_PAGE TEXT_:

------------------------

I just took a quick look at the read quality plot after importing, and R2 quality is rough!

I don't know of a perfect fix when the sequencing run itself went poorly. It may be easiest to also process this run with only R1.

You can always move on to the next step, like DADA2. Issues with read quality will appear here as reads that do not pass quality filter or reads that are not able to join. Because DADA2 does it's own quality control, you can try it and see how well it works! It will tell you tell you about the problems.

Maybe I will get some problems to merge during the dada2 step?

Probably... so try it and see for yourself!

Let us know what you try next!

2 Likes

Hi @colinbrislawn,

Thanks for your insigths! I just have tried some tests with dada2, three different tries:

Test 1: It gaves me the best of the percentage of input passed filter, although I'm not satisfied with the values, some samples were around 15-30%... And the highest around 60%.
denoising-stats.qzv (1.2 MB)

qiime dada2 denoise-paired \
  --i-demultiplexed-seqs trimmed-seq.qza \
  --p-trim-left-f 0 \
  --p-trim-left-r 0 \
  --p-trunc-len-f 0 \
  --p-trunc-len-r 173 \
  --o-table dada2_data/table-paired.qza \
  --o-representative-sequences dada2_data/rep-seqs-paired.qza \
  --o-denoising-stats dada2_data/denoising-stats.qza

Test 2: I've tried to improve truncating my forward reads a little bit, but it gaves me worst results.
denoising-stats_2.qzv (1.2 MB)

qiime dada2 denoise-paired \
  --i-demultiplexed-seqs trimmed-seq.qza \
  --p-trim-left-f 0 \
  --p-trim-left-r 0 \
  --p-trunc-len-f 245 \
  --p-trunc-len-r 173 \
  --o-table dada2_data/table-paired_2.qza \
  --o-representative-sequences dada2_data/rep-seqs-paired_2.qza \
  --o-denoising-stats dada2_data/denoising-stats_2.qza 

Test 3: Finally, at this test I've decreased the number of nt that I was truncating in my reverse reads, I had improved a bit my percentage of input passed filter compared with test 2, but are not good enough yet. However, it gaves me the best results for merge, that was with a lot of zeros in the other tests.
denoising-stats_3.qzv (1.2 MB)

qiime dada2 denoise-paired \
  --i-demultiplexed-seqs trimmed-seq.qza \
  --p-trim-left-f 0 \
  --p-trim-left-r 0 \
  --p-trunc-len-f 0 \
  --p-trunc-len-r 218 \
  --o-table dada2_data/table-paired_3.qza \
  --o-representative-sequences dada2_data/rep-seqs-paired_3.qza \
  --o-denoising-stats dada2_data/denoising-stats_3.qza

What are your thoughts about these signs? Are there any other suggestions for trying to proceed with the paired-end analysis?

------------------------

_RAW DATA_:
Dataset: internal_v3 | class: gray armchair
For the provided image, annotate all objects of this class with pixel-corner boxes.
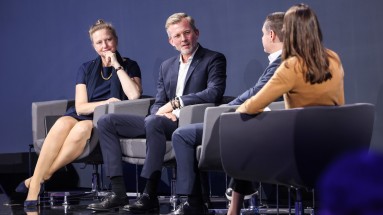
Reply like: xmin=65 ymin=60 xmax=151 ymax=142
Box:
xmin=219 ymin=104 xmax=374 ymax=214
xmin=196 ymin=101 xmax=285 ymax=172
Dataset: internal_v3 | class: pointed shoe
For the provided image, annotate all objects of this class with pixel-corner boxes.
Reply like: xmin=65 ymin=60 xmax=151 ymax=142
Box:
xmin=24 ymin=200 xmax=40 ymax=208
xmin=15 ymin=181 xmax=44 ymax=194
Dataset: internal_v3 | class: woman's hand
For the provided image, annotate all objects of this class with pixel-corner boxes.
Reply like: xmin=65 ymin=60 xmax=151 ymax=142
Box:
xmin=106 ymin=97 xmax=121 ymax=104
xmin=156 ymin=102 xmax=173 ymax=115
xmin=105 ymin=51 xmax=121 ymax=68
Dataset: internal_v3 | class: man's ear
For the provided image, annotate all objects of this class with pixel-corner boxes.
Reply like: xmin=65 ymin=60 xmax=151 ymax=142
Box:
xmin=270 ymin=30 xmax=277 ymax=42
xmin=168 ymin=37 xmax=174 ymax=46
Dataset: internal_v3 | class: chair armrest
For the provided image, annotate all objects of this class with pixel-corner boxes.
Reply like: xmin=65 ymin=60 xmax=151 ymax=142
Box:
xmin=32 ymin=100 xmax=68 ymax=142
xmin=93 ymin=105 xmax=108 ymax=128
xmin=108 ymin=98 xmax=155 ymax=116
xmin=197 ymin=105 xmax=238 ymax=171
xmin=178 ymin=103 xmax=215 ymax=127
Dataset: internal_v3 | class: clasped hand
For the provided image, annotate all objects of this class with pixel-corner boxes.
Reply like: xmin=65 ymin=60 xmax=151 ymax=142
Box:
xmin=156 ymin=102 xmax=177 ymax=122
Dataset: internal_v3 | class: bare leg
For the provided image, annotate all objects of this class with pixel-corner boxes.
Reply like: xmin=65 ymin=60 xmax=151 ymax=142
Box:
xmin=227 ymin=190 xmax=245 ymax=215
xmin=44 ymin=120 xmax=93 ymax=179
xmin=27 ymin=116 xmax=77 ymax=200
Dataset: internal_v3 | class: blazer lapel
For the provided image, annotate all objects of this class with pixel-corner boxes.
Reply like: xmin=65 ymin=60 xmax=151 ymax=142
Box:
xmin=169 ymin=58 xmax=180 ymax=99
xmin=185 ymin=45 xmax=204 ymax=85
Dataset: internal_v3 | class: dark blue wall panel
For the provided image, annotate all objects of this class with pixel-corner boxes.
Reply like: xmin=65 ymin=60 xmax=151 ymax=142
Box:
xmin=0 ymin=0 xmax=383 ymax=153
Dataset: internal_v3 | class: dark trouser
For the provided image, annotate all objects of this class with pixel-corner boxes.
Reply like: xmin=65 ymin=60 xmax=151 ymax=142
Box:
xmin=97 ymin=114 xmax=145 ymax=177
xmin=97 ymin=114 xmax=178 ymax=178
xmin=172 ymin=123 xmax=203 ymax=195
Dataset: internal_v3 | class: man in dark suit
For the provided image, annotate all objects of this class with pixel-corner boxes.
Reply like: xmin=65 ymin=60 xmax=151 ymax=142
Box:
xmin=88 ymin=13 xmax=226 ymax=213
xmin=170 ymin=12 xmax=284 ymax=214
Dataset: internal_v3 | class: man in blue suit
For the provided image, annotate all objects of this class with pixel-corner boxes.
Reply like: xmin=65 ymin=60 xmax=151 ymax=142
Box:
xmin=170 ymin=12 xmax=284 ymax=214
xmin=88 ymin=13 xmax=226 ymax=213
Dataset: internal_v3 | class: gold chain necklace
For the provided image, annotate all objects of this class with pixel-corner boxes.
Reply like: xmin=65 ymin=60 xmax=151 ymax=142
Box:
xmin=100 ymin=70 xmax=113 ymax=81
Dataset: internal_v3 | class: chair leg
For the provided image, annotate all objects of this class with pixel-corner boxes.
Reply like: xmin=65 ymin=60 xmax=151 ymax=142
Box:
xmin=91 ymin=164 xmax=100 ymax=193
xmin=295 ymin=188 xmax=304 ymax=215
xmin=169 ymin=166 xmax=180 ymax=211
xmin=28 ymin=144 xmax=34 ymax=177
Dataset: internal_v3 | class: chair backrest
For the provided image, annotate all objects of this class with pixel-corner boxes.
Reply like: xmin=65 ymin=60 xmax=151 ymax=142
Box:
xmin=196 ymin=99 xmax=285 ymax=171
xmin=196 ymin=106 xmax=238 ymax=171
xmin=219 ymin=104 xmax=374 ymax=188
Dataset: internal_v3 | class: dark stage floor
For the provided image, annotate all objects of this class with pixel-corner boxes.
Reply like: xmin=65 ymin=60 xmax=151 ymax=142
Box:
xmin=0 ymin=190 xmax=232 ymax=215
xmin=0 ymin=186 xmax=313 ymax=215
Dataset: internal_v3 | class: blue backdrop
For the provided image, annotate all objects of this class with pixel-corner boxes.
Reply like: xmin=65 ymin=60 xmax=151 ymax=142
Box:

------------------------

_COMPLETE THE FOLLOWING_:
a: Reproduce a part of the DADA2 forum thread word for word. Begin at the words "denoising-stats_3.qzv (1.2 MB)" and stop after "the paired-end analysis?".
b: Answer these questions from the DADA2 forum thread:
(i) What value does Test 2 give for --p-trunc-len-f?
(ii) In Test 1, about what was the highest percentage of input that passed the filter?
(iii) Which read does the first reply suggest processing this run with alone?
c: Pick up the DADA2 forum thread after its final sentence and keep it going.

_TASK RESULTS_:
a:
denoising-stats_3.qzv (1.2 MB)

qiime dada2 denoise-paired \
  --i-demultiplexed-seqs trimmed-seq.qza \
  --p-trim-left-f 0 \
  --p-trim-left-r 0 \
  --p-trunc-len-f 0 \
  --p-trunc-len-r 218 \
  --o-table dada2_data/table-paired_3.qza \
  --o-representative-sequences dada2_data/rep-seqs-paired_3.qza \
  --o-denoising-stats dada2_data/denoising-stats_3.qza

What are your thoughts about these signs? Are there any other suggestions for trying to proceed with the paired-end analysis?

b:
(i) 245
(ii) Around 60%
(iii) R1

c:
1 Like

This is the key observation!

If you trim so the reads are very short, this will increase quality, but if it's too short then there is not enough overlap for the reads to merge.

If you trim so the reads are a little longer, then a few reads will no longer pass the filter but more will merge overall.

If you trim so the reads are a much, much longer, then even more will be removed by the quality filter and errors can also prevent merging!

So it's a tradeoff. One simple thing to do is to look for settings that maximize the total reads merged. We have to optimize for something, and this seems reasonable to me.

I like your approach of trying many settings and compareing the results!

Have you calculated your expected amplicon length and expected read overlap?

1 Like

Hi @colinbrislawn,

So I've checked the mean length of my reads here:
rep-seqs-paired_3.qzv (531.5 KB)

But looking for my feature-table it looks like I have fewer ASVs as I would like, my past analyses I have between 4.000-5.000 ASVs and in that I have just 1.433 ASVs.
table-paired_3.qzv (471.8 KB)

Maybe a single-end approach would be better, but I'm confused about that. It is common for reverse reads to show a decrease in the quality of the reads? Or this is a condition of the sequencing? Because my last two sequencings my analyses were conducted by a single-end approach, due to bad quality of the reverse reads.

So I've checked the mean length of my reads here:

Great!

Next, how long is the amplicon you sequenced?

Then calculate the overhead as shown here!

It is common for reverse reads to show a decrease in the quality of the reads?

Yes, though it's usually not this bad. Take a look at this example from the Atacama soils tutorial.

Because my last two sequencings my analyses were conducted by a single-end approach, due to bad quality of the reverse reads.

Maybe a problem with the PCR, or the sequencing core, or something spooky! :ghost:

Thanks Colin!

However, my percentage of input filtered are too low along with a low number of ASVs.

So I've decided to test a single-end approach, but for my surprise a new problem:

A lot of zeros and almost nothing was filtered/denoised in my data:
denoising-stats.qzv (1.2 MB)

I've run cutadapt and use trunc-len in my reads at 245nt during dada2.

qiime dada2 denoise-single \
  --i-demultiplexed-seqs trimmed_seq_single.qza \
  --p-trim-left 0 \
  --p-trunc-len 245 \
  --o-table dada2_data/dada2_single/table-single.qza \
  --o-representative-sequences dada2_data/dada2_single/rep-seqs-single.qza \
  --o-denoising-stats dada2_data/dada2_single/denoising-stats.qza

What could have happened? :thinking:

Wow, that removed all your data!

--p-trunc-len 245

Dada2 throws out any sequences under this length, so any reads that area already shorter due to trimming with cutadapt will be tossed.

Keep exploring and report back! I can take another look later today.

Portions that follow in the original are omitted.